» How to complete this task
Would you print the data below exactly, leaving out every picture?

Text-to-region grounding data
%%

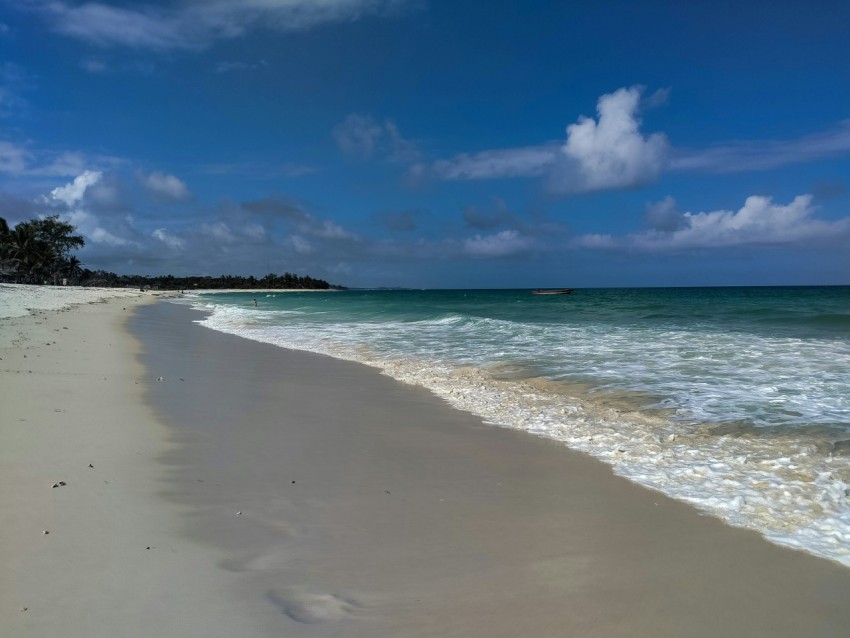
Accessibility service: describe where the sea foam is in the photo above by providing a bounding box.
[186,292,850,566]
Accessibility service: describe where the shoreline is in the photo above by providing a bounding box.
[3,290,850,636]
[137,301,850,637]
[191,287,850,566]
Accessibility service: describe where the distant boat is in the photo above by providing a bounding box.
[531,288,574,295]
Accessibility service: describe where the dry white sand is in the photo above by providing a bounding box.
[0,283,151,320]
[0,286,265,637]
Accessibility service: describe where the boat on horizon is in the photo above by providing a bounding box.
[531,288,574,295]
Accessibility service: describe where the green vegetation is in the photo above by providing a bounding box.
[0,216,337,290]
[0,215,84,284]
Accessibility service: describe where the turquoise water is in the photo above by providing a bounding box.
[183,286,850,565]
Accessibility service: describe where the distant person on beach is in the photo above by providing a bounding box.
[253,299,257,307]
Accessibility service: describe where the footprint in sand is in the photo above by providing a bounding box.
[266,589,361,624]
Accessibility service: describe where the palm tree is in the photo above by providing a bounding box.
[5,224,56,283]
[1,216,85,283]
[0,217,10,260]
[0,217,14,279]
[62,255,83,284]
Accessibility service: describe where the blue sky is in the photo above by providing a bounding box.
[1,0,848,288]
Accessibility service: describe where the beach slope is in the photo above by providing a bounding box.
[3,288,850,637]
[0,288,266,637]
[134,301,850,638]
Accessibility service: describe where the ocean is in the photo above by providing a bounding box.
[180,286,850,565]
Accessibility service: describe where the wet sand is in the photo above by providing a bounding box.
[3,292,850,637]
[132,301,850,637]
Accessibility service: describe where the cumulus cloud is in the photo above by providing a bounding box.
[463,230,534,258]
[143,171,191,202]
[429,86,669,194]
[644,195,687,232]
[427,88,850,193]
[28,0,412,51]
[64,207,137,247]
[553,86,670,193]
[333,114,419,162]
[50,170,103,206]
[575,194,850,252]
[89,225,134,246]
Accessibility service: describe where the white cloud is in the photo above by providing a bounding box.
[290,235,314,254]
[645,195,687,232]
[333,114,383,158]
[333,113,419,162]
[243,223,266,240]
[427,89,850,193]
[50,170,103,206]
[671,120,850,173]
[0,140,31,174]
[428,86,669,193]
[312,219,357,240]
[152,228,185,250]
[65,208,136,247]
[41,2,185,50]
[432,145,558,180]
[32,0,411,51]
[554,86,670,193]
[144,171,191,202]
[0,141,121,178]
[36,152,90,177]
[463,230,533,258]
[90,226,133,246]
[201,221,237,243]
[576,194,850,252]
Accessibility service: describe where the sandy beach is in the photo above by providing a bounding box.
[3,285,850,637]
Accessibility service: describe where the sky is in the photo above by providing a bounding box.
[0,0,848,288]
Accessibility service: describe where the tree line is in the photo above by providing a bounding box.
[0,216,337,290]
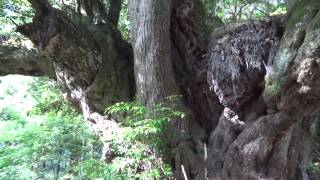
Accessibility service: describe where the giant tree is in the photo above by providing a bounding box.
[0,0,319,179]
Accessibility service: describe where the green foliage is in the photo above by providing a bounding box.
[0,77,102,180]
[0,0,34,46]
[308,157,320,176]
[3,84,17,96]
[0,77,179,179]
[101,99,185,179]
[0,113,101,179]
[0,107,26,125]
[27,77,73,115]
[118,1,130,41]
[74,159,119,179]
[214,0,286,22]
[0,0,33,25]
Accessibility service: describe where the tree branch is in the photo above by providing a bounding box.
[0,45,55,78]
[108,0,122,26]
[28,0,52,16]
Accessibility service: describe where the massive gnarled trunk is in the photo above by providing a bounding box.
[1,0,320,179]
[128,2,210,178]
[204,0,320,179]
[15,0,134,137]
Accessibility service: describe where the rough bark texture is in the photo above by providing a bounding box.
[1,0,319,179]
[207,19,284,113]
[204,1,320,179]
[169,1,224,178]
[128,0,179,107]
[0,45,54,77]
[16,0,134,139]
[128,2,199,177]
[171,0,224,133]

%%

» Answer to this exercise
Accessibility service: describe where the sea foam is in the photo above by providing a bounding box.
[186,292,850,566]
Accessibility service: describe where the shoreline is in the photo above by providing a bounding box.
[3,290,850,636]
[137,301,850,637]
[191,287,850,566]
Accessibility service: describe where the distant boat is in the photo above by providing a bounding box.
[531,288,574,295]
Accessibility service: describe where the dry white sand is in the photo above by providing a bounding box.
[0,283,151,320]
[0,286,265,637]
Accessibility service: describe where the boat on horizon is in the photo above by providing a bounding box.
[531,288,574,295]
Accessibility service: describe where the green vegetation is in the photo above by providing a bounding box.
[0,216,337,290]
[0,215,84,284]
Accessibility service: describe where the turquoise water is in the photo above by providing a bounding box.
[183,286,850,565]
Accessibility service: describe where the distant person on beach is in the photo above by providing a bounding box.
[253,299,257,307]
Accessibility service: describe where the footprint in sand is in the photo above by providing a bounding box.
[266,589,361,624]
Accessibility service: describe where the palm tree is in the photo above by providing a bounding box.
[5,224,56,283]
[1,216,85,283]
[0,217,10,260]
[0,217,14,279]
[62,255,83,284]
Accessibility service: describe where the blue sky is in the photo above by providing a bounding box.
[1,0,848,288]
Accessibility service: describe where the beach slope is in the photo above by providing a bounding box.
[3,288,850,637]
[0,288,266,637]
[134,301,850,638]
Accessibility service: describe where the ocean is in the photo above by providing a bounding box.
[180,286,850,565]
Accessibility service: describe where the wet sand is in the photo above by providing a bounding box.
[3,292,850,637]
[132,301,850,637]
Accessibility service: describe where the cumulus cloud is in the photo above by providing a bounding box.
[463,230,534,258]
[143,171,191,202]
[429,86,669,194]
[644,195,687,232]
[427,88,850,193]
[28,0,412,51]
[64,207,137,247]
[553,86,670,193]
[333,114,419,162]
[50,170,103,206]
[575,194,850,252]
[89,225,134,246]
Accessibility service: describe where the white cloud is in the photo above by providing a bounding box.
[290,235,314,254]
[645,195,687,232]
[333,114,383,158]
[333,113,419,162]
[243,223,266,240]
[427,89,850,193]
[50,170,103,206]
[671,120,850,173]
[0,140,31,174]
[428,86,669,193]
[312,219,357,240]
[152,228,185,250]
[65,208,136,247]
[41,2,185,50]
[432,145,558,180]
[32,0,411,51]
[554,86,670,193]
[144,171,191,202]
[0,141,121,178]
[36,152,90,177]
[463,230,533,258]
[90,226,133,246]
[201,221,237,243]
[576,194,850,252]
Accessibility service: describe where the sandy beach is in the photo above by providing a bounding box.
[3,285,850,637]
Accessibility service: describe where the sky is in the photo above by providing a bounding box.
[0,0,848,288]
Accessibility service: describe where the tree line is in the photo above by providing a bounding box.
[0,216,337,290]
Accessibility service: describe where the giant tree is in the photo above by providing a bounding box.
[0,0,319,179]
Accessibility service: describe where the green foliage is in the photo above by providing a bounding box.
[0,77,102,180]
[0,0,34,46]
[308,157,320,176]
[3,84,17,96]
[0,77,179,179]
[101,99,185,179]
[0,113,101,179]
[0,107,26,125]
[27,77,73,115]
[118,1,130,41]
[74,159,119,179]
[214,0,286,22]
[0,0,33,25]
Accessibility service: describe where the tree branch is in the photo above by providing a bounding box.
[0,45,55,78]
[108,0,122,26]
[28,0,52,16]
Accessibility service: describe where the massive gnarled trunk is in the photo above by providing a bounding box.
[1,0,320,179]
[128,2,210,178]
[204,0,320,179]
[15,0,134,137]
Accessibility service: describe where the rough bark texture is in the photo above by providing a bounding box.
[1,0,319,179]
[207,19,284,113]
[204,1,320,179]
[169,1,224,178]
[128,0,179,107]
[0,45,54,77]
[16,0,134,139]
[128,2,199,177]
[171,0,224,133]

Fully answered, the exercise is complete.